» Task objective: Pull out each line of the items below that contains the word "field" and copy those lines unchanged. Case counts, so a line with a different capitalization of it doesn't qualify.

***

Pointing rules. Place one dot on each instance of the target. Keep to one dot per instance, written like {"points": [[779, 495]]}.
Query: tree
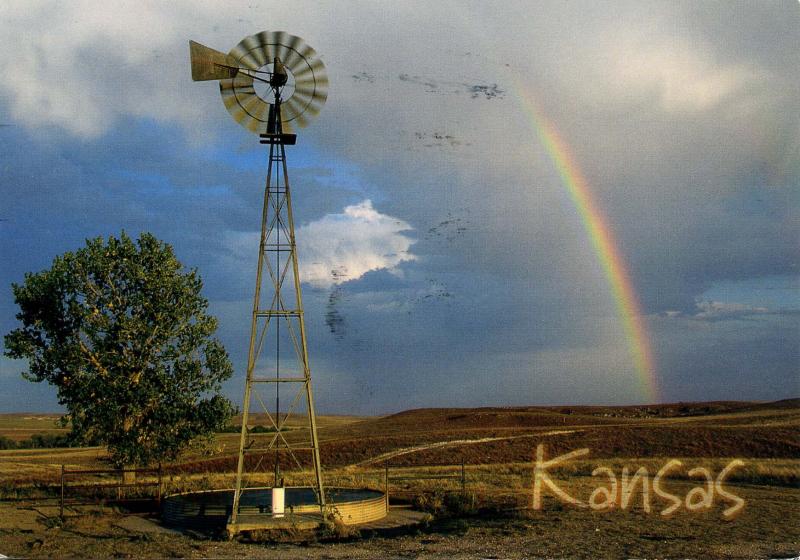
{"points": [[122, 332]]}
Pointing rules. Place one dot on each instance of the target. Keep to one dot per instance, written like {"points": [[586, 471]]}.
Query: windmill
{"points": [[273, 83]]}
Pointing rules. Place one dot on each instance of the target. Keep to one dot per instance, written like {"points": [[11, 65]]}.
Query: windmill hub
{"points": [[282, 80]]}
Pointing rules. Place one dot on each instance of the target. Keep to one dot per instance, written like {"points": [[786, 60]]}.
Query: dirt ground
{"points": [[768, 527]]}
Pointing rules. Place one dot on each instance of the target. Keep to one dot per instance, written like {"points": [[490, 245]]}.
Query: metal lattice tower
{"points": [[292, 88]]}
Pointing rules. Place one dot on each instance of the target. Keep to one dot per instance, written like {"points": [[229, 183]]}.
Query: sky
{"points": [[501, 203]]}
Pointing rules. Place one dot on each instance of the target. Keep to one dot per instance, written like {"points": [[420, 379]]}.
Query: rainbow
{"points": [[604, 245]]}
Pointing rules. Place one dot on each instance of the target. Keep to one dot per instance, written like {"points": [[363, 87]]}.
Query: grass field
{"points": [[494, 518]]}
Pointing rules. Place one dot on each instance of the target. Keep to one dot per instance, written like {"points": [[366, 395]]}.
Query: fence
{"points": [[120, 474]]}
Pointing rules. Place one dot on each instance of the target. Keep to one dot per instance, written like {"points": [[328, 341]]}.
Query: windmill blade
{"points": [[256, 52], [293, 56]]}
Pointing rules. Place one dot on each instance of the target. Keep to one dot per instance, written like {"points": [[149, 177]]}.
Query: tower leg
{"points": [[277, 325]]}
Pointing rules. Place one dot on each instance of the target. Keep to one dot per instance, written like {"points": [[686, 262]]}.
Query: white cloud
{"points": [[337, 247], [341, 247], [681, 77], [717, 310]]}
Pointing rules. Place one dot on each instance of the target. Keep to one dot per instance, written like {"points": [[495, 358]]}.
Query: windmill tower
{"points": [[271, 83]]}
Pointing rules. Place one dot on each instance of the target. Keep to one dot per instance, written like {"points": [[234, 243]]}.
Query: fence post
{"points": [[61, 508]]}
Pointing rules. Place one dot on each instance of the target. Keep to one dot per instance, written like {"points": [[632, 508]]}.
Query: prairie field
{"points": [[492, 514]]}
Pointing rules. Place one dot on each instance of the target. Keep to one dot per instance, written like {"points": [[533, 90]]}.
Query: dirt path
{"points": [[438, 444]]}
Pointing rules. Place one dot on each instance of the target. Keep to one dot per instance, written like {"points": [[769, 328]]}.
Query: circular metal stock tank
{"points": [[210, 509]]}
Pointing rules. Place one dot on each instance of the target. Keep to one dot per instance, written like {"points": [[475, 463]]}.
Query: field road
{"points": [[438, 444]]}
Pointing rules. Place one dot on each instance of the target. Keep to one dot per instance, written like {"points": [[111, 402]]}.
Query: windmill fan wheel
{"points": [[248, 96]]}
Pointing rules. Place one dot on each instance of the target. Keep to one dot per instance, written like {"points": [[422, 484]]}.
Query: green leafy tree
{"points": [[122, 332]]}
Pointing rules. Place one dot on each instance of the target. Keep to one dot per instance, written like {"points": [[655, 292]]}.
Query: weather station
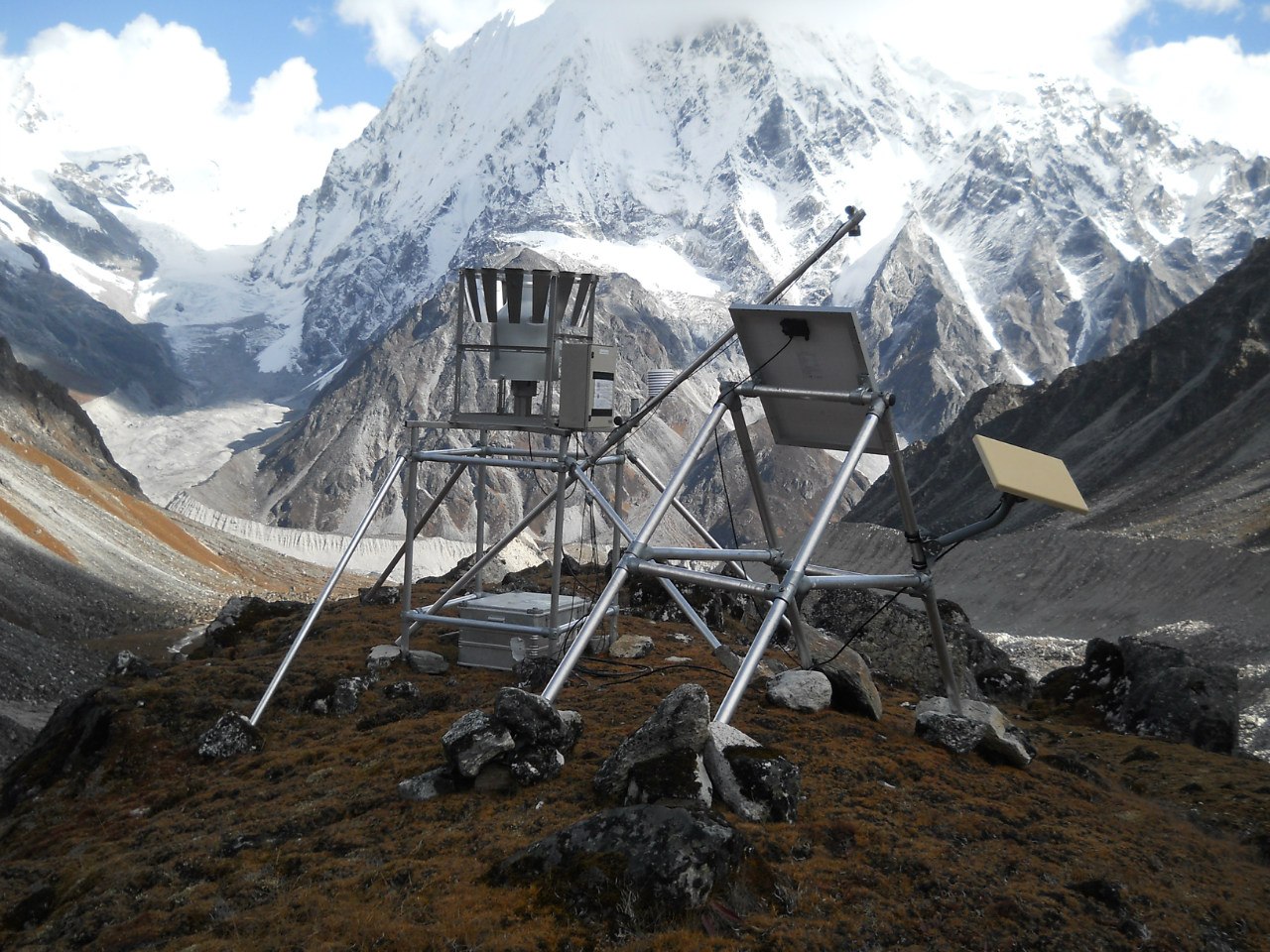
{"points": [[527, 361]]}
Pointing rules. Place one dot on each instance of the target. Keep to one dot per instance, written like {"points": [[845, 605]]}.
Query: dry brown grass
{"points": [[136, 513], [35, 532], [898, 844]]}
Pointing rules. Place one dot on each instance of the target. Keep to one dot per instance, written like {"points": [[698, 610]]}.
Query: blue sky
{"points": [[240, 103], [255, 39]]}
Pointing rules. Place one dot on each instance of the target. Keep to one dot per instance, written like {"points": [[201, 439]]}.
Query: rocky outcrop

***

» Answer to this problem:
Query: grass field
Query: prairie field
Query: field road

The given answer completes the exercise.